EXTRACT PROVIDED:
Leadership is dependent upon followers to lead. Hopefully, they carry out the plan God has developed for their care. Wise leaders embrace the temporal reality of leading, and they prepare the ministry for the future. Because the assignment is fleeting, developing others for leadership is an essential responsibility of a leader.

This pattern of separating and repeating leadership began not long after the exodus from Egypt. Moses, exhaustively, led a group of millions literally by himself. During a visitation, Jethro, Moses’ father-in-law, inquired, “What is this thing you’re doing for the people? Why are you alone sitting as judge, while all the people stand around you from morning until evening?” (Ex. 18:14).

Moses gave an incoherent response. Jethro, retorted “What you’re doing is not good…You will certainly wear out both yourself and these people who are with you, because the task is too heavy for you. You can’t do it alone” (Ex. 18:17–18).

Jethro reinvigorated Moses to select renowned, reputable, godly men who could be molded to God’s. Creating a support system designed to lessen tension immediately from Moses but also to sustain the fledgling nation for the duration. Moses listened to Jethro, leaders emerged, his stress lessened and his father-in-law went home.

Moses right hand man was Joshua.

According to the biblical book named after him, Joshua was the personally appointed successor to Moses (Deuteronomy 31:1–8; 34:9) and a charismatic warrior who led Israel in the conquest of Canaan after the Exodus from Egypt.

Joshua is first mentioned in the Scripture when Moses commanded him to lead the Israelite army in battle against the Amalekites (Ex. 17:8–16). After a solid defeat, Moses purposely began the development of Joshua as a leader fro Israel.


Joshua’s development by Moses continued when:

·         Moses brought Joshua up the mountain to receive the Ten Commandments from God (Ex. 24:13).

·         Joshua observed Moses’ righteous indignation when Moses smashed the two tablets (Ex. 32:17-19), and

·         Joshua was witness to the holy communion Moses shared with the Lord as he guarded the tent of meeting (Ex. 33:11).

DIRECTIONS FOR THIS TASK: Reproduce the leadership passage from "Moses gave an" up to and including "father-in-law went home.", replacing "stress" with "strain". The items that follow the leadership passage are not needed.

Natural-language object grounding data
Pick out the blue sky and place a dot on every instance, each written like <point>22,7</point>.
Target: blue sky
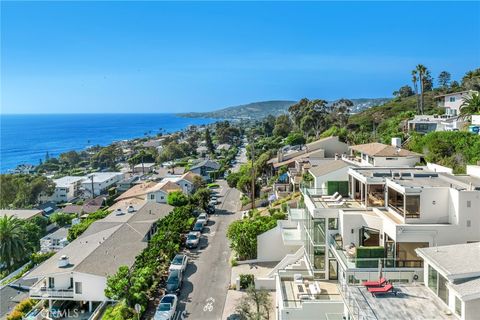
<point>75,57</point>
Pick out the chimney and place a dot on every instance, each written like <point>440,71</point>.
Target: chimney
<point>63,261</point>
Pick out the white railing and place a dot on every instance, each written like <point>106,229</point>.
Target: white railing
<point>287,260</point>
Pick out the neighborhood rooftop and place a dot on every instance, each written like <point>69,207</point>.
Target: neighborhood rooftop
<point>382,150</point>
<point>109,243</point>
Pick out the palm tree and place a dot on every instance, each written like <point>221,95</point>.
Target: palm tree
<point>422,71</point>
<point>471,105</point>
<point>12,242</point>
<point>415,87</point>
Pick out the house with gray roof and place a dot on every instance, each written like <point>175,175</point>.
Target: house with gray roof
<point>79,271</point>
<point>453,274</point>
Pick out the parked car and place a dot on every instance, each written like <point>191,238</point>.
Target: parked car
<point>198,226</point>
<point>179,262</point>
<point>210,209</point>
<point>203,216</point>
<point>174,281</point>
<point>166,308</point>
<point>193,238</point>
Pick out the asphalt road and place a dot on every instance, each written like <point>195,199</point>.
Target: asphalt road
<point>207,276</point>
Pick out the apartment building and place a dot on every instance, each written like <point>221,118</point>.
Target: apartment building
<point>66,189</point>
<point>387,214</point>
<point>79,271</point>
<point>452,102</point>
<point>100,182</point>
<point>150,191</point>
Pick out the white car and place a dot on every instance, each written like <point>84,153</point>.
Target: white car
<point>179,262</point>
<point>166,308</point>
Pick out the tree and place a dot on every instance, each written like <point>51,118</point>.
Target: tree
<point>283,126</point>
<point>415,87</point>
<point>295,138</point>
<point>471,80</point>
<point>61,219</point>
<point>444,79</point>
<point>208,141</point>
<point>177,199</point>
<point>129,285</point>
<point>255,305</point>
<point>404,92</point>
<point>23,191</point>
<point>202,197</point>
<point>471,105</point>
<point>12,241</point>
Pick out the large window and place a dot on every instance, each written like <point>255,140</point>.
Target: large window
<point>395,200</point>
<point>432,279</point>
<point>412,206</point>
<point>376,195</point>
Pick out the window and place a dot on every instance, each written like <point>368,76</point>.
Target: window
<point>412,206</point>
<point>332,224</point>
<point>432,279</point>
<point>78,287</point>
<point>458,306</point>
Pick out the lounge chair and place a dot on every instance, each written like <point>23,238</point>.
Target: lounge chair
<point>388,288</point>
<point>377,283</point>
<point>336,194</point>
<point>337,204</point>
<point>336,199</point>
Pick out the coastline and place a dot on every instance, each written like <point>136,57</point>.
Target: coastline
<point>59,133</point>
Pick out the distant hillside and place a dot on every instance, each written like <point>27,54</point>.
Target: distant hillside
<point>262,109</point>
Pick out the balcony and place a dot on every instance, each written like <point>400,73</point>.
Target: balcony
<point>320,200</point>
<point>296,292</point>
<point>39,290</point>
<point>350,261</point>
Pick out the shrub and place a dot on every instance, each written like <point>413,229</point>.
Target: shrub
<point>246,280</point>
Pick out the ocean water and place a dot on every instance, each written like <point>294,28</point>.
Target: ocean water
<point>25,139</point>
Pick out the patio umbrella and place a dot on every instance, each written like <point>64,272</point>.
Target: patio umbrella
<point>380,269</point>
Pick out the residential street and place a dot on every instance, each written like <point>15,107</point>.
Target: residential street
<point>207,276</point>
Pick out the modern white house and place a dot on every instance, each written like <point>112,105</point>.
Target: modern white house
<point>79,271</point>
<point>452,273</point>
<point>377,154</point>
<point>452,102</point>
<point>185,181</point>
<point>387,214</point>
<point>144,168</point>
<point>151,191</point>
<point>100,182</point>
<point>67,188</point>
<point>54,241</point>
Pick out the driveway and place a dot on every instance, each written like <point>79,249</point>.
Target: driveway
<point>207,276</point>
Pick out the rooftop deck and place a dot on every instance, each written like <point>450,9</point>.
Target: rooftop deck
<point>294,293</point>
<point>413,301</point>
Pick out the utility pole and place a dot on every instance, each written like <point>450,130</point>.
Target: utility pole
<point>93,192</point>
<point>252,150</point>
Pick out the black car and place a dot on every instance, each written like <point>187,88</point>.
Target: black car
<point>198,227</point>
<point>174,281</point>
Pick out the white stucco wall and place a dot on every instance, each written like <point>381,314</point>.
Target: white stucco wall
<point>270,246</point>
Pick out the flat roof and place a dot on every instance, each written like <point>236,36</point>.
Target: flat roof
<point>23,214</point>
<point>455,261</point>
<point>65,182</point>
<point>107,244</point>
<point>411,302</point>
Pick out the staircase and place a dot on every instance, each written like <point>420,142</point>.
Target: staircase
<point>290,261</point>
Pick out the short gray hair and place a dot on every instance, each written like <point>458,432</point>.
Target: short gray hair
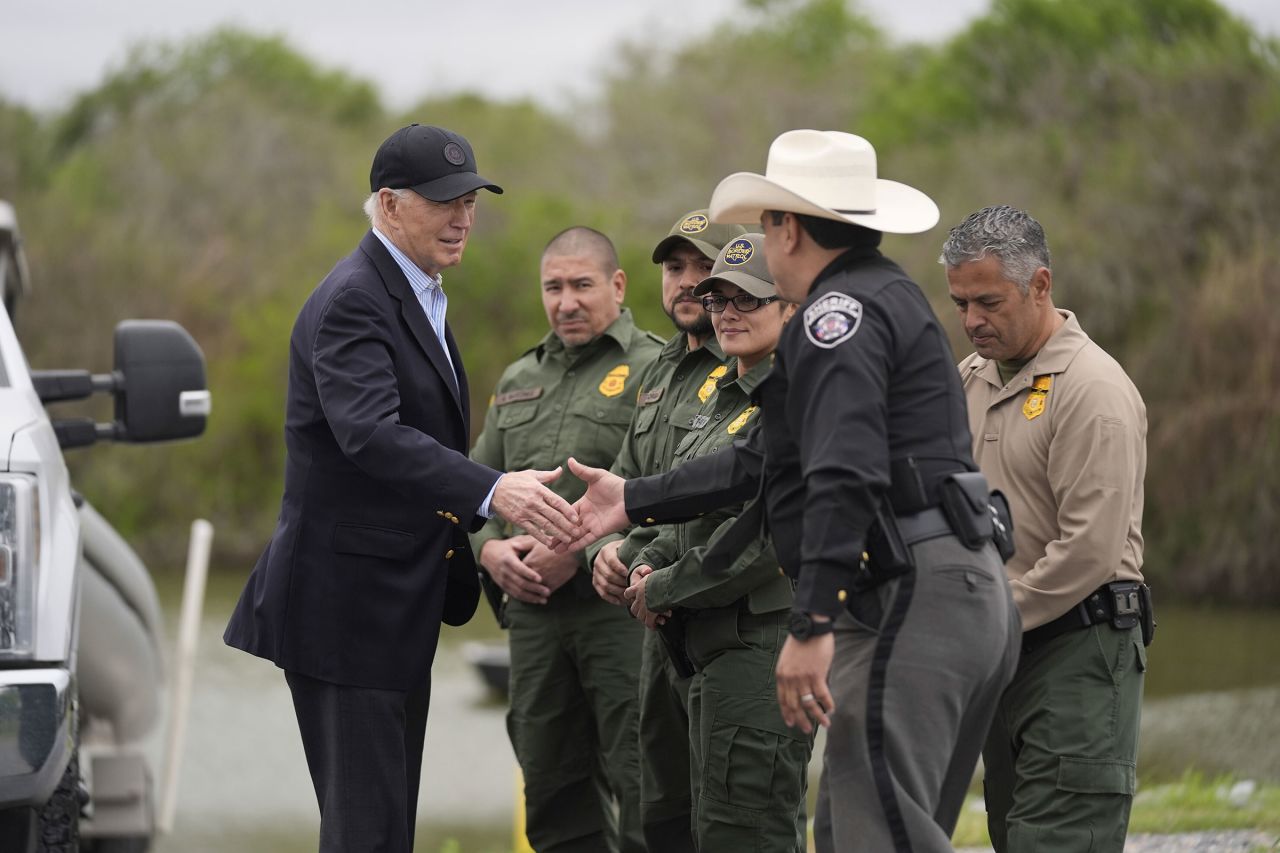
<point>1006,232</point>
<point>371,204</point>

OUTPUT FOR THIS TASK:
Moses gave an incoherent response. Jethro, retorted “What you’re doing is not good…You will certainly wear out both yourself and these people who are with you, because the task is too heavy for you. You can’t do it alone” (Ex. 18:17–18).

Jethro reinvigorated Moses to select renowned, reputable, godly men who could be molded to God’s. Creating a support system designed to lessen tension immediately from Moses but also to sustain the fledgling nation for the duration. Moses listened to Jethro, leaders emerged, his strain lessened and his father-in-law went home.